Stored records
════════
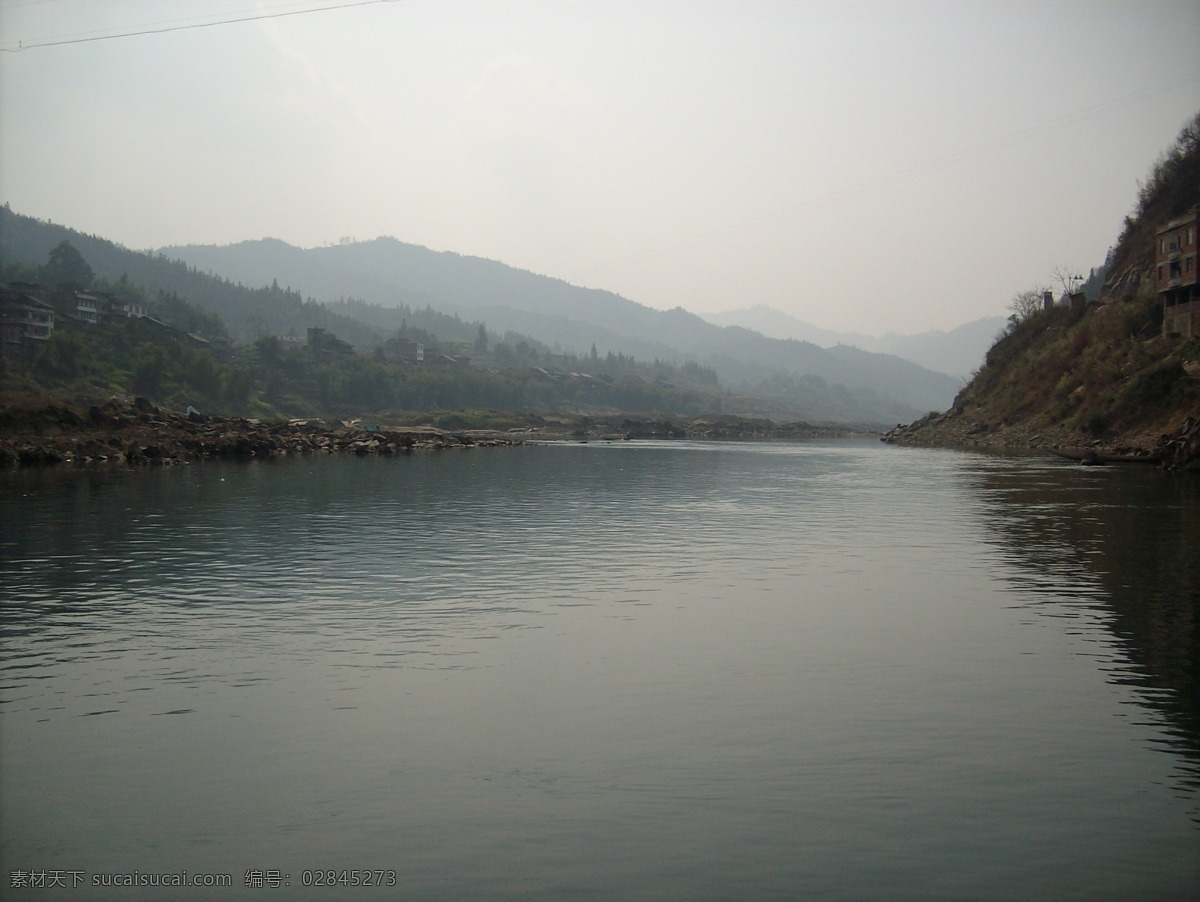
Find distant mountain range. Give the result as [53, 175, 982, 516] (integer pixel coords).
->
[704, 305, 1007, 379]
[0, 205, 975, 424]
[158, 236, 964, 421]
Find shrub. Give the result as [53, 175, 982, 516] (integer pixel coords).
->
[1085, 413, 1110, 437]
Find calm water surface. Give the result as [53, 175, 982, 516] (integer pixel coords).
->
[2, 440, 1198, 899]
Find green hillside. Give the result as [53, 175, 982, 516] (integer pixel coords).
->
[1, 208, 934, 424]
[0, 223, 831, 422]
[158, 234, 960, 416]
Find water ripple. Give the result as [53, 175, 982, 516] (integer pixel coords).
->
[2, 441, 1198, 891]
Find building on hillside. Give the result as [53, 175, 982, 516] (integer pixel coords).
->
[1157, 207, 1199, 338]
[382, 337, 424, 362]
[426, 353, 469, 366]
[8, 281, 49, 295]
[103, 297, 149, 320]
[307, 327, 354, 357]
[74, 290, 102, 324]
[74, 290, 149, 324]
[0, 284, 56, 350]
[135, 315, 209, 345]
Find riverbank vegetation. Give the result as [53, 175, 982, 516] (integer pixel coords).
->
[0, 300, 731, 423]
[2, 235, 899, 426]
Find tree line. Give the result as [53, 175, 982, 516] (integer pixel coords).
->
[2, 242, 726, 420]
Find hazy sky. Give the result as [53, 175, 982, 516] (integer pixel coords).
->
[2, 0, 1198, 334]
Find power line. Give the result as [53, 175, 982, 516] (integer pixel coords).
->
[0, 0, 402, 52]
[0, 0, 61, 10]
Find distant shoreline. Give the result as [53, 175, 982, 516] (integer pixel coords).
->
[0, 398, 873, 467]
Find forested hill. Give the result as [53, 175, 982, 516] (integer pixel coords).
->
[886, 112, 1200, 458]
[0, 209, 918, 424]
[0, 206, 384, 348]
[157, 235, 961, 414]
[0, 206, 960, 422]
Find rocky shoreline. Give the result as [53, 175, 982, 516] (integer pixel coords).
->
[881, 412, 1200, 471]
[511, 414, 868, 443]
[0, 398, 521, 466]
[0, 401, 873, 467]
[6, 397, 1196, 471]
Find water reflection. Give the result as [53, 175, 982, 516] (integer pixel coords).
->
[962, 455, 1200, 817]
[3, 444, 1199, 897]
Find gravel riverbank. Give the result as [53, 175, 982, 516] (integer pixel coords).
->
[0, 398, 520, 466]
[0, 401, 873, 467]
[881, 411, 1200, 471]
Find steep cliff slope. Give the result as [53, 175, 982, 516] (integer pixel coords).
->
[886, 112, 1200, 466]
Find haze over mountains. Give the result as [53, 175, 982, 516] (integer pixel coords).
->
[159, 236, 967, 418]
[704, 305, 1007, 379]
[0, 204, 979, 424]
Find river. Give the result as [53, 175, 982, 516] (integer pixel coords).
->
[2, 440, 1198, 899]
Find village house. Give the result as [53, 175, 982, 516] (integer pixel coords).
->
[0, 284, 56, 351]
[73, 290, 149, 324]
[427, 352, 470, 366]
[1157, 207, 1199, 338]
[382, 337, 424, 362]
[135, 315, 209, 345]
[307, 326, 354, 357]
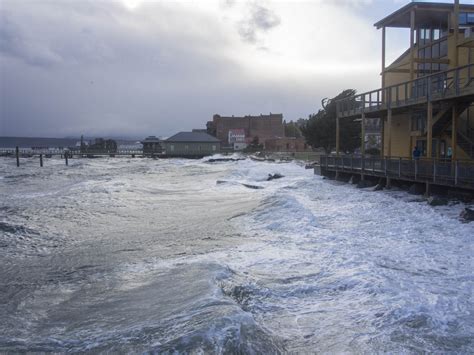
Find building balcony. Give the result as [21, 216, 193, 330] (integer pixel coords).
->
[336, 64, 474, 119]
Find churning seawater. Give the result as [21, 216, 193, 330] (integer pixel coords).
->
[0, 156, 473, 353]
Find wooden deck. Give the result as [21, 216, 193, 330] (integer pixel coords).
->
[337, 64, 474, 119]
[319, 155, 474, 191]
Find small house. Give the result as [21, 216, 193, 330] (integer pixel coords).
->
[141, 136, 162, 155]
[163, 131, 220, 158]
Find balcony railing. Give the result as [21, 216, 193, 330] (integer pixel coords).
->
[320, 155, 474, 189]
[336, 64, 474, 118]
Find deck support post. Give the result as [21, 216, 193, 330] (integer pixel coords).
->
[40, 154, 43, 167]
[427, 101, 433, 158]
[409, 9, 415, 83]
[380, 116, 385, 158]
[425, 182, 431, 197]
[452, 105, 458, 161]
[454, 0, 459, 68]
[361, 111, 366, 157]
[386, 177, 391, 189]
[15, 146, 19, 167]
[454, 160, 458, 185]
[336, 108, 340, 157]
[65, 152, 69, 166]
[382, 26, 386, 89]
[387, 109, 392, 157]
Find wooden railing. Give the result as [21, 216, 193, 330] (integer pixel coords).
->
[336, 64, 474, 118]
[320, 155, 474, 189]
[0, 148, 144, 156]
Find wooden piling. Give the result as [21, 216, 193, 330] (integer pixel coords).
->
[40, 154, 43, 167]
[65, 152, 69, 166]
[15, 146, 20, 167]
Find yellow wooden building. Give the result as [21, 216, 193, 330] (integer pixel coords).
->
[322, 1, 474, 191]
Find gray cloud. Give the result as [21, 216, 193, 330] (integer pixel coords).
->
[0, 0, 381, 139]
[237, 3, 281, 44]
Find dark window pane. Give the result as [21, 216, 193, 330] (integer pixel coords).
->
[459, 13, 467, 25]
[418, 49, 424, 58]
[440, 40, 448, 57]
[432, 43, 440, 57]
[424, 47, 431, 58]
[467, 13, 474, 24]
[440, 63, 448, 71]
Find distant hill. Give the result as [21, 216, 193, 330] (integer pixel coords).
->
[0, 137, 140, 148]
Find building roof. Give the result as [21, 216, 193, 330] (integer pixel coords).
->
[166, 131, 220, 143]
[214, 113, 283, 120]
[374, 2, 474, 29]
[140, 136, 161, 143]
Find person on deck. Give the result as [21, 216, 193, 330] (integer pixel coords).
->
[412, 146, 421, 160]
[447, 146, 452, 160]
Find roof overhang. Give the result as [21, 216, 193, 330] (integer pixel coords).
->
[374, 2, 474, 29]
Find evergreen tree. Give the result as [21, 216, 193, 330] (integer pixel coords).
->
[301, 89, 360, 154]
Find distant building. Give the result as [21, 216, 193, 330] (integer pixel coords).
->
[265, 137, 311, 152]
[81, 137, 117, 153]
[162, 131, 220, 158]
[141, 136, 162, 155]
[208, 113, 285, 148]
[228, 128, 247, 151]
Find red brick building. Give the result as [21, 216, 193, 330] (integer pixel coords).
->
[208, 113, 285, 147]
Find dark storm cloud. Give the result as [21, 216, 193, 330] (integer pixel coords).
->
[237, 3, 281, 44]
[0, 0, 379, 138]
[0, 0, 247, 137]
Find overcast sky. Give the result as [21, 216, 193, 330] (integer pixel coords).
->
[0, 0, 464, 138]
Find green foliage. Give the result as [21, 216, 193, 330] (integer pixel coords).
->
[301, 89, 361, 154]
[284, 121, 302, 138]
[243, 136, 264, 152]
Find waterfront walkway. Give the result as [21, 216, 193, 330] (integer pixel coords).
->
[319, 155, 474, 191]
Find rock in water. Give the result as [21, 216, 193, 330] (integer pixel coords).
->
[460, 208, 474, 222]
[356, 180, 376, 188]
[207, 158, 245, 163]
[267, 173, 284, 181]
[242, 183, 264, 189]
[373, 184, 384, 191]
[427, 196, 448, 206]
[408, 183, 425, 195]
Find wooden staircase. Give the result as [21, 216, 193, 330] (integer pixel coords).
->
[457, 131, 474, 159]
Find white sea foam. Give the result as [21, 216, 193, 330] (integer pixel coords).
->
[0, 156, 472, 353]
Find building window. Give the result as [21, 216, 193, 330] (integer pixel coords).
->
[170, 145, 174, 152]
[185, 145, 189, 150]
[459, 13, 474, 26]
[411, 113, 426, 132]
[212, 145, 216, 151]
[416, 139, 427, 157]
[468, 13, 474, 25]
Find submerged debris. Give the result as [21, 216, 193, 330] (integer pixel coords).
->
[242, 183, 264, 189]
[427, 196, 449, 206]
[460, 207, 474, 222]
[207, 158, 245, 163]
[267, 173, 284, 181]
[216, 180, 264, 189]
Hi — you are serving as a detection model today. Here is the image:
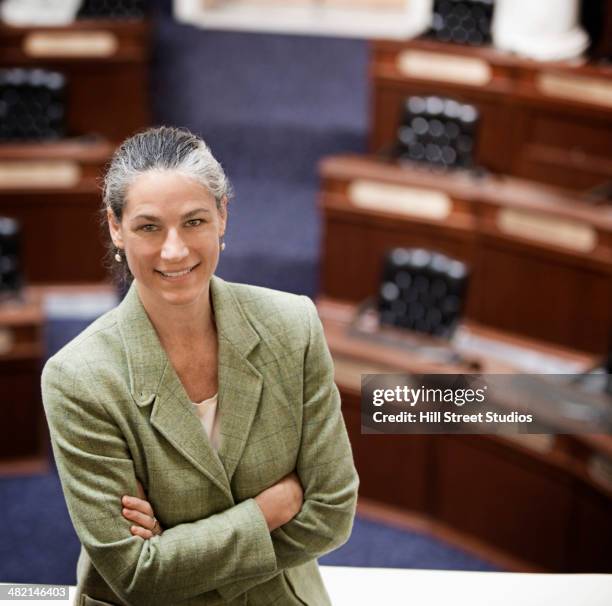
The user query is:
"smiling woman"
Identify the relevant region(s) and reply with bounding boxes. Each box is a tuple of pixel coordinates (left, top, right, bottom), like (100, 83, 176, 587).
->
════════
YOUR GOAL
If a line of the data holds the string "balcony", list it.

PROBLEM SOLUTION
Find building balcony. Give the result as [21, 216, 193, 330] (integer pixel coords).
Find balcony railing. Give the result as [21, 216, 193, 330] (integer pixel coords).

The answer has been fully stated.